* **Problem to work on**: Copy out the data word for word. The images are not part of the copy.

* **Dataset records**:
========================================================================
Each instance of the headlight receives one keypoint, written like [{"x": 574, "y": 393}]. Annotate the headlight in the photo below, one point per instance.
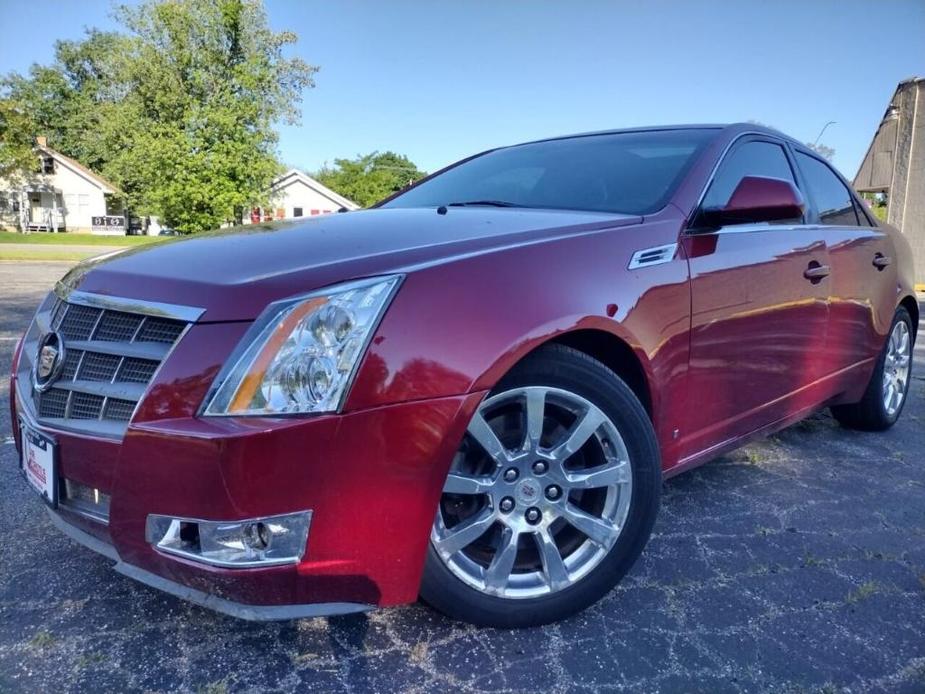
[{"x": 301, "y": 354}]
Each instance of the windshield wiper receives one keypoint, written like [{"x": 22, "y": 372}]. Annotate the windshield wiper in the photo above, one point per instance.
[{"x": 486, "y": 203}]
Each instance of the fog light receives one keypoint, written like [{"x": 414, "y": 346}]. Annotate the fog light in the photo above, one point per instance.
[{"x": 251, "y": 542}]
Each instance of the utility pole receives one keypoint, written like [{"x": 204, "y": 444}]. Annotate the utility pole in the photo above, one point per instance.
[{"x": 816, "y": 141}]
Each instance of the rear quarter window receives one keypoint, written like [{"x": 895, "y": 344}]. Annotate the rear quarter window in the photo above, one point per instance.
========================================================================
* **The answer**:
Each instance of the headlight receives one keypoint, written like [{"x": 574, "y": 393}]. Annotate the headlight in the photo below, one point per instance.
[{"x": 301, "y": 354}]
Each instance of the windshield wiper receives one keypoint, written like [{"x": 22, "y": 372}]. Annotate the windshield wiper in the photo above, one point per instance.
[{"x": 486, "y": 203}]
Each instance of the fog light receives one keypoint, written like [{"x": 414, "y": 346}]. Annotate the fog light in the photo above, one point per instance.
[{"x": 251, "y": 542}]
Each instance of the utility pole receives one keypoint, written like [{"x": 204, "y": 444}]. Annotate the utility pole in the photo above, one point per instance.
[{"x": 816, "y": 141}]
Each instance of the rear quarter window receives one keypoint, written like [{"x": 895, "y": 344}]. Annotate the rear quarter window in the photo above, one point per instance.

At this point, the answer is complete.